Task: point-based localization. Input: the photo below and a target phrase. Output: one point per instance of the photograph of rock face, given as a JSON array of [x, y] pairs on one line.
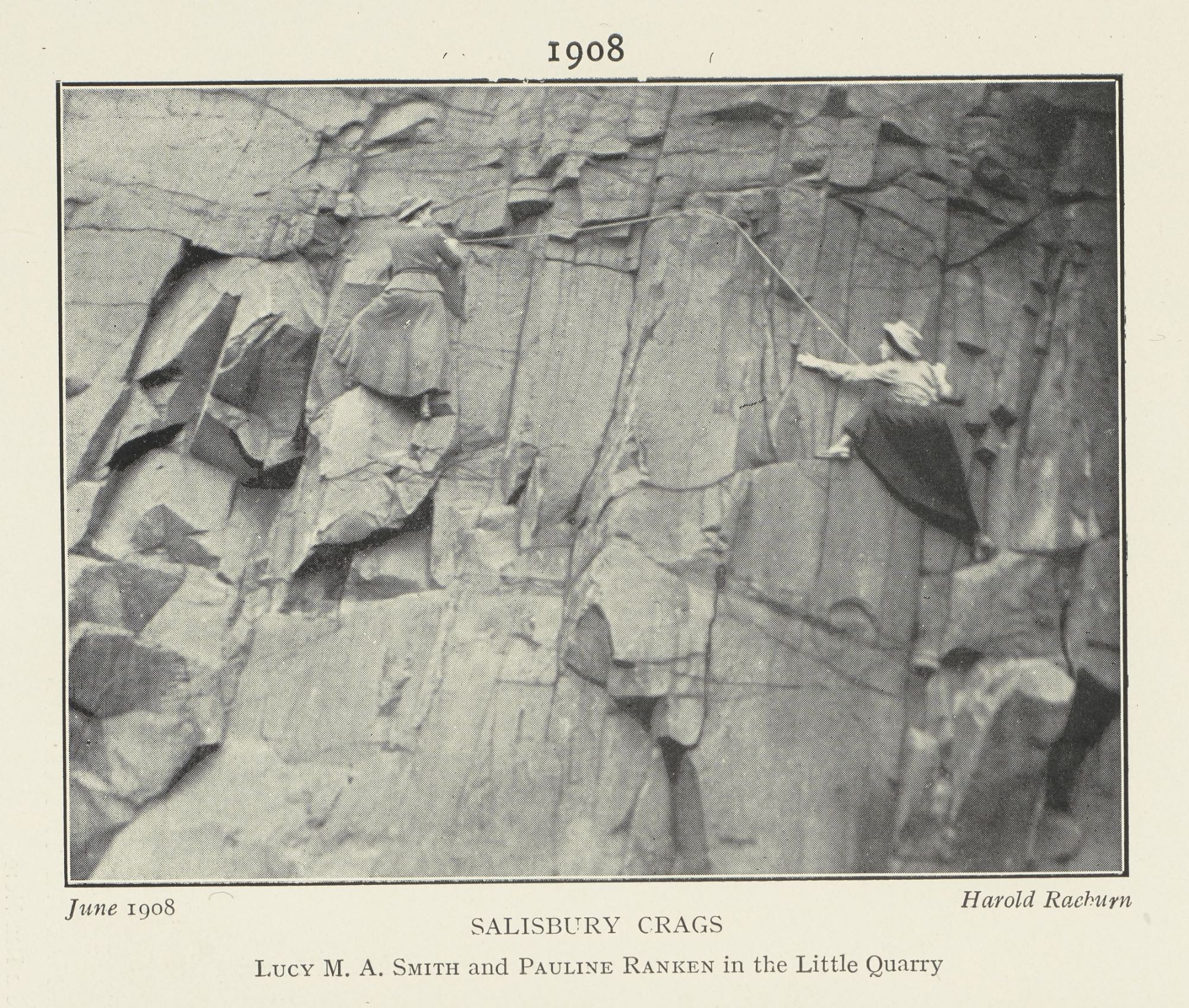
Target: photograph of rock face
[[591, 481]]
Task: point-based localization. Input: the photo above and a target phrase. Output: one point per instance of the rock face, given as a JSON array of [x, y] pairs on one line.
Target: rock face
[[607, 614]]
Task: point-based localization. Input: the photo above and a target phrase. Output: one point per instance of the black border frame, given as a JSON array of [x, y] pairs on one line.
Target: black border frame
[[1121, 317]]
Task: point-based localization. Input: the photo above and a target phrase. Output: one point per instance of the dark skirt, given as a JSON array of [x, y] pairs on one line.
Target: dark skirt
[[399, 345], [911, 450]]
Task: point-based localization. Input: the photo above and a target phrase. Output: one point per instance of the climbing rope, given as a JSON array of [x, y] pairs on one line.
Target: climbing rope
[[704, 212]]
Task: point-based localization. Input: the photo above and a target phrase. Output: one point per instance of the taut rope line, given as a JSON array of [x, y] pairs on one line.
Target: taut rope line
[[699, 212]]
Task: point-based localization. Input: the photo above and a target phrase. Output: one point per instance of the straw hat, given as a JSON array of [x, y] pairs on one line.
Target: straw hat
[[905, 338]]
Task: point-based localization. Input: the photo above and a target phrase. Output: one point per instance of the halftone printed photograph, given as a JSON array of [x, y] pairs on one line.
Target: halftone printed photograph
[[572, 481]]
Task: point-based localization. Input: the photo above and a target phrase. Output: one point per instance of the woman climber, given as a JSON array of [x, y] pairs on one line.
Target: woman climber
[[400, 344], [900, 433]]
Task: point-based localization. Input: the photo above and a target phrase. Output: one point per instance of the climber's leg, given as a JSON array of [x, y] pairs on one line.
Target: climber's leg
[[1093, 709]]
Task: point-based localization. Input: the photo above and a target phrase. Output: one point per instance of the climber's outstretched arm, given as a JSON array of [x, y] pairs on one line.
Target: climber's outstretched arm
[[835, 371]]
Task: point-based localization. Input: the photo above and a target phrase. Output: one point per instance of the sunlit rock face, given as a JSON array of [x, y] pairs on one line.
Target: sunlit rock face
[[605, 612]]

——

● JOB
Please rewrite the data starting at the line that contains "of the climbing" and ending at the line that contains "[[400, 344], [900, 433]]", both included, keeping the requests as they are and scaling every point coordinate in the answers by 1.9, rounded to a whole number with halves going up. Give only those lines.

● RESULT OF THIS EXERCISE
Task: point-based localization. Input: the photo above and a target phrase. Output: one point per instance of the climbing rope, given as a JSON array of [x, y] pairs on one line.
Target: climbing rope
[[1338, 403]]
Task: point-based localization. Input: the photo above and a target phrase. Output: one point per instance of the taut rope line, given as a JSON array of [x, y] pairs on one line.
Target: taut rope line
[[1328, 403]]
Task: point-based localization. Input: the photo above and a target phrase. Output: one point per instance of the straw hat, given as a JSON array of [x, y] pairs on one line.
Target: straw hat
[[1720, 642]]
Task: point-based localization. Input: the photo above and a target phrase. Output: one point per instance of the halftone printed photograph, given as a JSON array of [x, y] pairs on one line.
Target: halftone printed photograph
[[1087, 914]]
Task: point-based localization. Input: the photo above and a target phrase. Output: one point per instance of the woman climber, given as a JSON array of [x, y] pairs on one line.
Target: woman climber
[[760, 654], [1710, 823]]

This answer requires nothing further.